Exercise text:
⁂

Exmoor Pony foals Photo Caroline Cook
Exmoor Pony foals Photo Caroline Cook

Your monthly update from our very special National Park

The Haddon Hill Herd

For many people seeing Exmoor Ponies on the open moors is one of the highlights of a trip to Exmoor and, at this time of year, they look particularly adorable sporting a thick, two-layered protective coat. Haddon Hill is home of one of Exmoor National Park’s two herds of Exmoor Ponies and their foals and is a good spot to see them sporting their coats this winter. Later in Spring they shed their woolly protection and start to display their fine and glossy summer selves. Foals are born in the spring and early summer and spend the summer running with their mothers, known as dams. Throughout the year they build up a store of fat to take them through the hard winter ahead. The ponies are inspected and micro-chipped on various Exmoor farms in the Autumn, foals are weaned and either sold or returned to the moor for the winter. Some eventually become riding or even therapy ponies.

⁂

[Referring expression records]
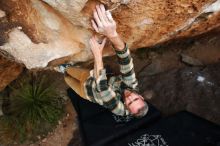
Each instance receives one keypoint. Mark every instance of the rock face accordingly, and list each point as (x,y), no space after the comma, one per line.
(8,72)
(39,33)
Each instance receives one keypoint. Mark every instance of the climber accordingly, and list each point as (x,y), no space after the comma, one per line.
(119,93)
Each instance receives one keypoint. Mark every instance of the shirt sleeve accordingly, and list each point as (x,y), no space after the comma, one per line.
(111,100)
(127,68)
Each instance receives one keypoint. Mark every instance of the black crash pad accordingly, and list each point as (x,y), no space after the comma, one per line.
(100,127)
(181,129)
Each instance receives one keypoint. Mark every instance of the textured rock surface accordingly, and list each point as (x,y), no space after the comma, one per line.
(8,72)
(38,32)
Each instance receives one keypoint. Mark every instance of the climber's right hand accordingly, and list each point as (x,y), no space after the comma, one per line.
(103,22)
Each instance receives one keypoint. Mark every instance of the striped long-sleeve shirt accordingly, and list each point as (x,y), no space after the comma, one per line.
(108,93)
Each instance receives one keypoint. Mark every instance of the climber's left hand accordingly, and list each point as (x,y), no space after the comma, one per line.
(103,22)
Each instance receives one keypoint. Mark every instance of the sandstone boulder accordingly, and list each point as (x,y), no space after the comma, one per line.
(39,33)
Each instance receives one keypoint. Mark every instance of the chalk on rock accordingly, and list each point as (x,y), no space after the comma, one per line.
(190,60)
(2,14)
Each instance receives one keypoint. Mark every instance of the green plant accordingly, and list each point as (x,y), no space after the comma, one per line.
(33,107)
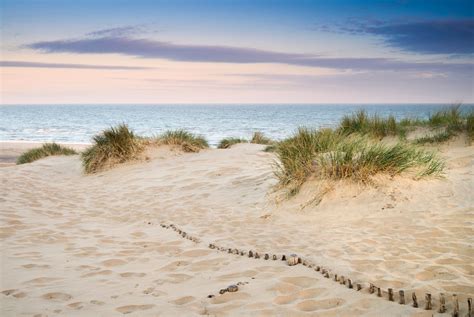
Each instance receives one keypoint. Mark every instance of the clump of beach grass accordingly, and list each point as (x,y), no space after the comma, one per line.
(113,146)
(260,138)
(187,141)
(47,149)
(331,155)
(470,126)
(228,142)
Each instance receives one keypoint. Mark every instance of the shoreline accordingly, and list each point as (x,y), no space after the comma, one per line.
(11,150)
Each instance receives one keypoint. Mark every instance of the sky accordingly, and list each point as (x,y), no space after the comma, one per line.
(339,51)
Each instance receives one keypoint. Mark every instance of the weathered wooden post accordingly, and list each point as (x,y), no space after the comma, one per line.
(469,307)
(349,283)
(442,304)
(401,294)
(415,302)
(390,294)
(455,306)
(371,288)
(428,301)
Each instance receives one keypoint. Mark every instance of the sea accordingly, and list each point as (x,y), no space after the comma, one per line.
(79,123)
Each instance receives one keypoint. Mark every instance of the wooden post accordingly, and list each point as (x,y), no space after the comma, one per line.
(371,288)
(415,302)
(442,304)
(455,306)
(349,283)
(390,294)
(428,301)
(401,300)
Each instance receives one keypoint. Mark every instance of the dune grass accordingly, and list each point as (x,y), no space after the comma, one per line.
(113,146)
(470,126)
(47,149)
(260,138)
(228,142)
(188,141)
(333,155)
(451,119)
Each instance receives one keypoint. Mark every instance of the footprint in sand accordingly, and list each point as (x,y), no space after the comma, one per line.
(61,297)
(302,281)
(227,297)
(31,266)
(132,274)
(113,262)
(284,299)
(311,292)
(184,300)
(312,305)
(133,308)
(103,272)
(8,292)
(76,305)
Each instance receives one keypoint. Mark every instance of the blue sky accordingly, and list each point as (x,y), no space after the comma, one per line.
(237,51)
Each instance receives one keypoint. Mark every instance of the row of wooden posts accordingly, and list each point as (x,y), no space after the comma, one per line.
(293,259)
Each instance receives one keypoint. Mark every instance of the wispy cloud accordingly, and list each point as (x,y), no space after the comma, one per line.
(436,37)
(145,48)
(59,65)
(442,36)
(118,31)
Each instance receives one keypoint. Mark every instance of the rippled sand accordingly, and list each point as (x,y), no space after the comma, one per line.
(75,245)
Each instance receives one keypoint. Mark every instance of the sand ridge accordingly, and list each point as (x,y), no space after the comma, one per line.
(78,245)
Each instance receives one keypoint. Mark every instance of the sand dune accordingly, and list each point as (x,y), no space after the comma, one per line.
(76,245)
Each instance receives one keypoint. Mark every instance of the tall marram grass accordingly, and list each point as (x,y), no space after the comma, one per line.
(188,142)
(332,155)
(113,146)
(228,142)
(47,149)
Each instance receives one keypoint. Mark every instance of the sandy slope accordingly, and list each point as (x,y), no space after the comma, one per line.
(93,245)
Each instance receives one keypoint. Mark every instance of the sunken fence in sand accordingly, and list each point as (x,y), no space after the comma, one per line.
(293,259)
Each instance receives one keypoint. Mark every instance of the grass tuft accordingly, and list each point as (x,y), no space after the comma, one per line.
(113,146)
(188,141)
(228,142)
(47,149)
(332,155)
(260,138)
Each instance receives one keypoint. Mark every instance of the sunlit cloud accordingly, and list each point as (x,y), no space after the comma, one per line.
(62,65)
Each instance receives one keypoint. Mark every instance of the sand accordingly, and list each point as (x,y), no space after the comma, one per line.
(76,245)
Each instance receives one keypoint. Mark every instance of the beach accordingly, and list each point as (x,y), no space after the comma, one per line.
(104,244)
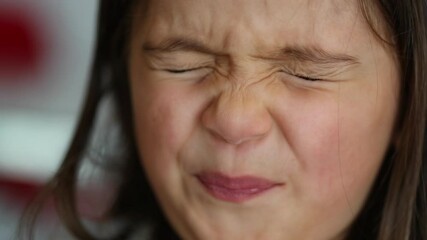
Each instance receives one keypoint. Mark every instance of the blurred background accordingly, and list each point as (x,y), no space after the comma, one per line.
(45,52)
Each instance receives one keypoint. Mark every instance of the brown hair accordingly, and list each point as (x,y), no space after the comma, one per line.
(396,206)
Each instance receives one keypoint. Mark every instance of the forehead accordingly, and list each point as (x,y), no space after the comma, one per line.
(228,25)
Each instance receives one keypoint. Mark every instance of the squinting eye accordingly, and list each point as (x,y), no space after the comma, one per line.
(307,78)
(183,70)
(302,76)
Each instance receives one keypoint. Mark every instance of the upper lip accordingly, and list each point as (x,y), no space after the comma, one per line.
(235,183)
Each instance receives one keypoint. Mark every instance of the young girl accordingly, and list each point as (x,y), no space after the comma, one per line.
(276,119)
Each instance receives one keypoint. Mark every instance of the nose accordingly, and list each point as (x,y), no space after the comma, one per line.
(236,118)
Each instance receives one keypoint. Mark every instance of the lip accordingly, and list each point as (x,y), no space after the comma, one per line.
(235,189)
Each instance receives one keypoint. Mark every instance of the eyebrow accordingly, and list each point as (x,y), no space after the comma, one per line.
(311,53)
(315,54)
(179,44)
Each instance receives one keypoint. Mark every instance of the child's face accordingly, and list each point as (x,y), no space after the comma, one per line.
(237,139)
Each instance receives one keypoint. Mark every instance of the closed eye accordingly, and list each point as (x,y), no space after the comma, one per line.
(307,78)
(182,70)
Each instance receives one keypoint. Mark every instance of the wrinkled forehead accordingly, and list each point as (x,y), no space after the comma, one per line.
(228,24)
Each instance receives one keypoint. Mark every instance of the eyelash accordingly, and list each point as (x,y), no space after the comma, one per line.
(307,78)
(186,70)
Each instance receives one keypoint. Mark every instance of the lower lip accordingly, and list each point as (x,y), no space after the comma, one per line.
(234,193)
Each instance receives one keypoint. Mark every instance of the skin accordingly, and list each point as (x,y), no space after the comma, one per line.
(239,107)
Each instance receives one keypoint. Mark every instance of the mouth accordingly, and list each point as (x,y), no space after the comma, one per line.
(235,189)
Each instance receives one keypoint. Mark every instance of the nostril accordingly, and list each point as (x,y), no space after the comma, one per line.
(235,123)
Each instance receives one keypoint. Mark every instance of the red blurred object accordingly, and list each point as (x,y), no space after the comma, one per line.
(20,42)
(19,189)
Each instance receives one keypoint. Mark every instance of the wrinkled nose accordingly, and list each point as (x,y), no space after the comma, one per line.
(236,118)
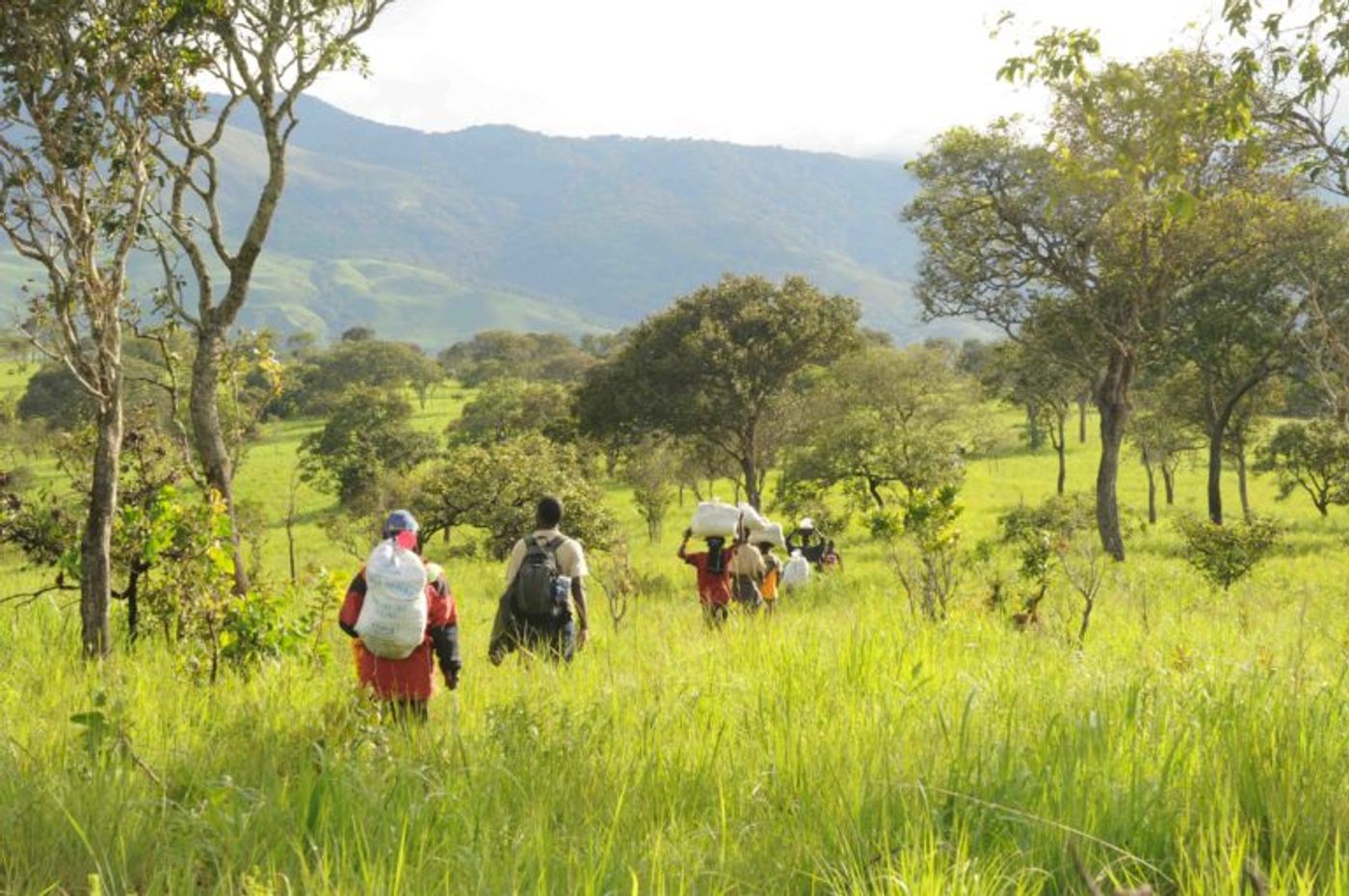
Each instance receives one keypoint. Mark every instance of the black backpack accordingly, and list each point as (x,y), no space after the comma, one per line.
(536,593)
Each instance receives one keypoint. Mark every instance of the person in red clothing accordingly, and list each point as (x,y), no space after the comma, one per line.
(407,684)
(714,575)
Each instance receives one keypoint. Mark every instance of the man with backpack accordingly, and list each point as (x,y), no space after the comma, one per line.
(545,587)
(400,612)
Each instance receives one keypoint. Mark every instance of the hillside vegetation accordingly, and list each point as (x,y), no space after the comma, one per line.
(843,745)
(436,236)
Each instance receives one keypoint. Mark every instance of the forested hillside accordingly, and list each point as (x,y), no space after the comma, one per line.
(435,236)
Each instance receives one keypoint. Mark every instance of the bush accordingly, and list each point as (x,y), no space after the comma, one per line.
(1227,553)
(368,435)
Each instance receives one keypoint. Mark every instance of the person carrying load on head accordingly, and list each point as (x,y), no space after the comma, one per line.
(832,560)
(545,589)
(748,568)
(714,575)
(808,540)
(402,619)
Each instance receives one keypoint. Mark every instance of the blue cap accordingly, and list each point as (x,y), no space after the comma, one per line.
(400,521)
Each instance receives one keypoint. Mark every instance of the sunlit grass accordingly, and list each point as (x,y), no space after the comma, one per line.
(839,747)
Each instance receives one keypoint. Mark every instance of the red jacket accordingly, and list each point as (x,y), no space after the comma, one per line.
(714,589)
(413,677)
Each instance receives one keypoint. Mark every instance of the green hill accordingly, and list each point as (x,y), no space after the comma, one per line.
(435,236)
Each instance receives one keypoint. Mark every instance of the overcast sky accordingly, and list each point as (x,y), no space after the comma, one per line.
(863,77)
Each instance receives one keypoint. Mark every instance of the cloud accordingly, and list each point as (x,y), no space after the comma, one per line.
(853,76)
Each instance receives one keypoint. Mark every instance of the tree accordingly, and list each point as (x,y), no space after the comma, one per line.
(496,490)
(367,436)
(263,54)
(886,417)
(506,409)
(1086,225)
(1027,373)
(719,366)
(319,383)
(1162,435)
(650,470)
(1311,457)
(80,85)
(1288,77)
(1056,531)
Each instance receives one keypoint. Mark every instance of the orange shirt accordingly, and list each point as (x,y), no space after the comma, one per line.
(712,587)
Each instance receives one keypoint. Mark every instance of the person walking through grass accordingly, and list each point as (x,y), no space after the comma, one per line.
(402,619)
(543,605)
(714,575)
(771,576)
(748,567)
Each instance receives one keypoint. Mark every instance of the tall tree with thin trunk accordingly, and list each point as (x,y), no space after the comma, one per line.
(1086,224)
(1238,327)
(721,367)
(78,85)
(1028,371)
(265,54)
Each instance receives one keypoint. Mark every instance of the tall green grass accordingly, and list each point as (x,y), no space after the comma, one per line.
(840,747)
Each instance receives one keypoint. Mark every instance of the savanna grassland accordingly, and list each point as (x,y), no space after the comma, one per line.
(843,745)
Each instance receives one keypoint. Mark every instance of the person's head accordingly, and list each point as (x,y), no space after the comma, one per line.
(715,553)
(549,513)
(402,526)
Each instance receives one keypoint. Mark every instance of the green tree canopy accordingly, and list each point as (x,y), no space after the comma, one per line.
(496,488)
(886,417)
(1311,457)
(367,436)
(1086,224)
(719,366)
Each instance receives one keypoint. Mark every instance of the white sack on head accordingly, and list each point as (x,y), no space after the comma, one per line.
(715,519)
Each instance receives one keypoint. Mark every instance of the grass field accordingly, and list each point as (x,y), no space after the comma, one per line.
(840,747)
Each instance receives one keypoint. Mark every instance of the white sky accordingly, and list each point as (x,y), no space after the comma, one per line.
(862,77)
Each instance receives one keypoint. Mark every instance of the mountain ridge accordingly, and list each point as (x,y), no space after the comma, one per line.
(432,236)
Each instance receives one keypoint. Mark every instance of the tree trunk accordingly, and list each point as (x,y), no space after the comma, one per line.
(1032,427)
(1216,475)
(1113,404)
(1062,447)
(1241,481)
(96,544)
(209,438)
(1152,491)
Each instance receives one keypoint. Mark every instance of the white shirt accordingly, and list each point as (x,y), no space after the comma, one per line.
(570,558)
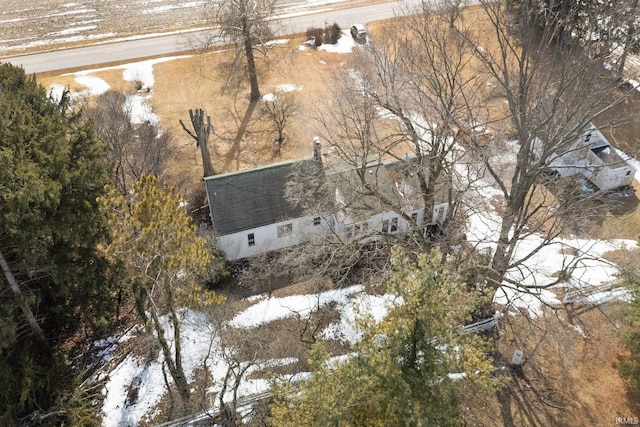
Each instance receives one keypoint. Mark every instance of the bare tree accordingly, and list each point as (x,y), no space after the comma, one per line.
(551,92)
(201,136)
(408,95)
(247,25)
(136,149)
(114,128)
(280,110)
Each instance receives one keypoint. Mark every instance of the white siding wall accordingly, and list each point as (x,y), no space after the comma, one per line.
(608,178)
(236,246)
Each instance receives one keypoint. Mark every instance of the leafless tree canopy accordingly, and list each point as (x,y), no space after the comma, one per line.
(246,24)
(135,149)
(280,112)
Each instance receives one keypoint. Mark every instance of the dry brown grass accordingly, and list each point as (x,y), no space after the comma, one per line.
(569,380)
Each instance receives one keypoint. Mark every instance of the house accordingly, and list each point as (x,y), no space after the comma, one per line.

⁂

Exercise aim: Copy the passage on the Haddon Hill herd from "For many people" up to and including "even therapy ponies.", and put "mares" wherever "dams" appears.

Solution:
For many people seeing Exmoor Ponies on the open moors is one of the highlights of a trip to Exmoor and, at this time of year, they look particularly adorable sporting a thick, two-layered protective coat. Haddon Hill is home of one of Exmoor National Park’s two herds of Exmoor Ponies and their foals and is a good spot to see them sporting their coats this winter. Later in Spring they shed their woolly protection and start to display their fine and glossy summer selves. Foals are born in the spring and early summer and spend the summer running with their mothers, known as mares. Throughout the year they build up a store of fat to take them through the hard winter ahead. The ponies are inspected and micro-chipped on various Exmoor farms in the Autumn, foals are weaned and either sold or returned to the moor for the winter. Some eventually become riding or even therapy ponies.